■ **Text provided**
U.K pro-lifer, doctor, and ethicist Calum Miller is one of his country’s most eloquent defenders of pre-born children. I first came across his work after he brilliantly defended the Texas Heartbeat Act in an almost entirely hostile BBC interview (he came on my podcast to discuss his work shortly thereafter). Recently, Dr. Miller published a paper in the Ethiopian Medical Journal, the official journal of the Ethiopian Medical Association. Counter to the claims of abortion activists pushing to decriminalize abortion around the world, Dr. Miller’s research illustrated that legalizing abortion did nothing to prevent morbidity and mortality from illegal abortion, but actually made the problem worse.

Dr. Calum Miller laid out his findings in an interview.    

      


What made you embark on this study?

I first got interested in this topic because I often heard the claim that banning abortion won’t save any babies, but it will kill women. Now of course banning abortion saves babies – that is as empirically settled as anything could possibly be – but it’s still heartbreaking that women die from illegal abortions. I noticed that most pro-lifers have a principled response – even if women die from illegal abortions, unborn babies are human beings and therefore deserve legal protection. That’s true, but I began to notice that we were conceding the empirical claims too easily – and in fact, as I began to read more, I found that they were almost always false. But very few academics had looked into this in detail. So I wanted to look at a modern-day example in detail and see whether legal abortion had delivered on its promises – unfortunately all it achieved was more lives ended and more women hospitalised.

In your view, what were the most significant findings?

The first and most simple conclusion is that legalising abortion did not reduce the number of women dying from abortion. In fact, there is some evidence it led to more women dying. This is in line with the experience of almost every other country. Secondly, legalising abortion didn’t even reduce the number of women having illegal abortions – the number of illegal abortions actually increased, while the number of legal abortions skyrocketed. Thirdly, the severity of the complications women had increased dramatically when abortion was legalised. The proportion of women admitted to intensive care tripled. And in the following years, there was a further 50% increase in severe complications, and the proportion of women with organ failure quadrupled.

What findings debunk the mainstream narrative regarding abortion?

The mainstream narrative is that when you legalise abortion, women stop having illegal abortions, and don’t die as a result. This is a dangerous myth which harms women. Within months of Argentina legalising abortion, a leading abortion advocate died from an abortion. Her life mattered infinitely, and it was a tragedy that she was misled by other abortion advocates propagating these myths. What I found in the Ethiopia study is that – as in many countries – legalising abortion doesn’t reduce illegal abortions; it only increases legal ones in addition, putting more women at risk. The Royal College of Obstetricians and Gynaecologists in England actually debunked all these myths back in 1966, but sadly they and other organisations have turned to propagating this misinformation.

■ **Description of the task**
Answer these questions about the interview text on Calum Miller's abortion study:
1. In which journal did Dr. Miller publish his paper?
2. What happened to the proportion of women admitted to intensive care when abortion was legalized?
3. In what year did the Royal College of Obstetricians and Gynaecologists debunk the myths he describes?

■ **Data provided**

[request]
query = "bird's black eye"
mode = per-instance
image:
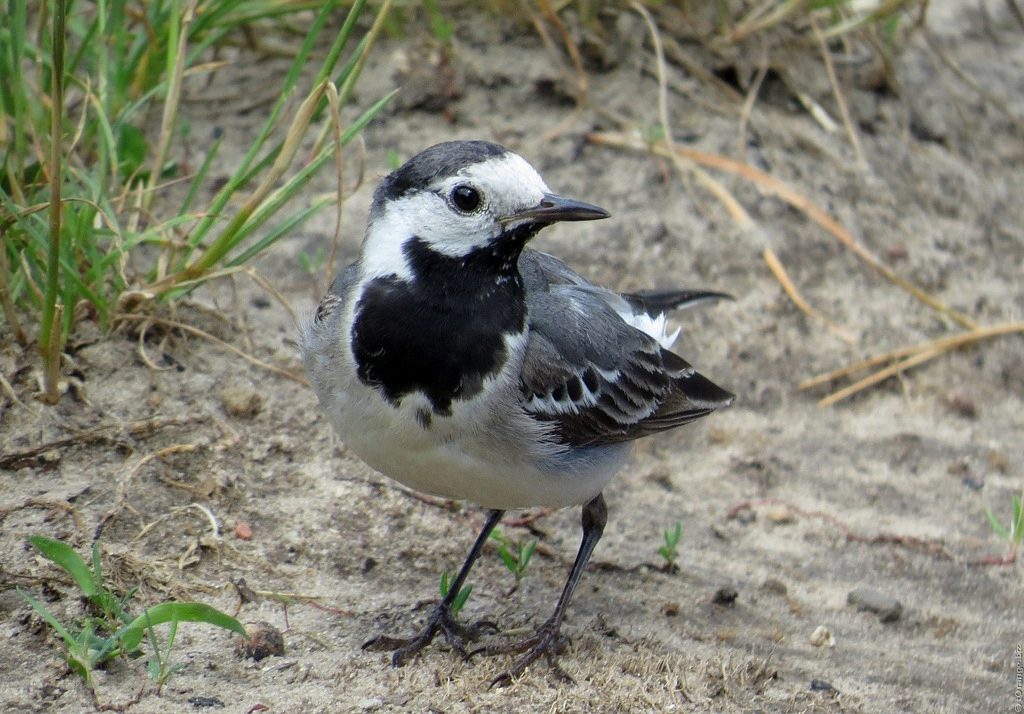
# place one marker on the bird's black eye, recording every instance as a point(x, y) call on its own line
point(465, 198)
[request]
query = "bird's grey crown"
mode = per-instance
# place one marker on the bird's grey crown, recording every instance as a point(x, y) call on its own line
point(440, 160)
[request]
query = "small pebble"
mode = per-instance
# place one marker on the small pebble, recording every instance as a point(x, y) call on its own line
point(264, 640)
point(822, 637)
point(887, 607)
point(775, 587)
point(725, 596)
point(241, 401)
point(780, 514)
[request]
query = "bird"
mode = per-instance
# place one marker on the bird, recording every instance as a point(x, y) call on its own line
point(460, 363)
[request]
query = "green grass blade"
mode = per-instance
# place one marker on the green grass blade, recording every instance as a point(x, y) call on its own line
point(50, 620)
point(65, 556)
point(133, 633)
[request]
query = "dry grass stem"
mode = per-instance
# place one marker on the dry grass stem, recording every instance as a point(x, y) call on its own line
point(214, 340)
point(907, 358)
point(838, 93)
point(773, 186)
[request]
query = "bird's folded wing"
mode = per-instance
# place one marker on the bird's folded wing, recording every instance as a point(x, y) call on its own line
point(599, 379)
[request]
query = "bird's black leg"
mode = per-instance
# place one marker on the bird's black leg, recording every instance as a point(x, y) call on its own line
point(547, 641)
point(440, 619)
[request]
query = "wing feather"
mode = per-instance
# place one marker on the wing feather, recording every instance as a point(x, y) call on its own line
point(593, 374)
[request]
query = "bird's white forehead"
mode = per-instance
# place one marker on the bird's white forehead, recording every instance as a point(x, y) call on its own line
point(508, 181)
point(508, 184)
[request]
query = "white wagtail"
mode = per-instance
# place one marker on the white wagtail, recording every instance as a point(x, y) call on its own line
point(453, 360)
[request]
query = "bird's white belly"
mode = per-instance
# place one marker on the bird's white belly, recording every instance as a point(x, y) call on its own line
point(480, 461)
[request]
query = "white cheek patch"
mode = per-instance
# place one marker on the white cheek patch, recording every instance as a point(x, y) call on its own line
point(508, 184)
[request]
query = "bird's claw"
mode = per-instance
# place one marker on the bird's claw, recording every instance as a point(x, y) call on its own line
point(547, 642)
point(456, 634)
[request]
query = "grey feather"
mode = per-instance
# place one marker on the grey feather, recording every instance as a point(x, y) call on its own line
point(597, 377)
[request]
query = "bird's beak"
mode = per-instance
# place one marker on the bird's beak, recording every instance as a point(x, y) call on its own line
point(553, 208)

■ **Completed task**
1. The Ethiopian Medical Journal, the official journal of the Ethiopian Medical Association.
2. It tripled.
3. 1966.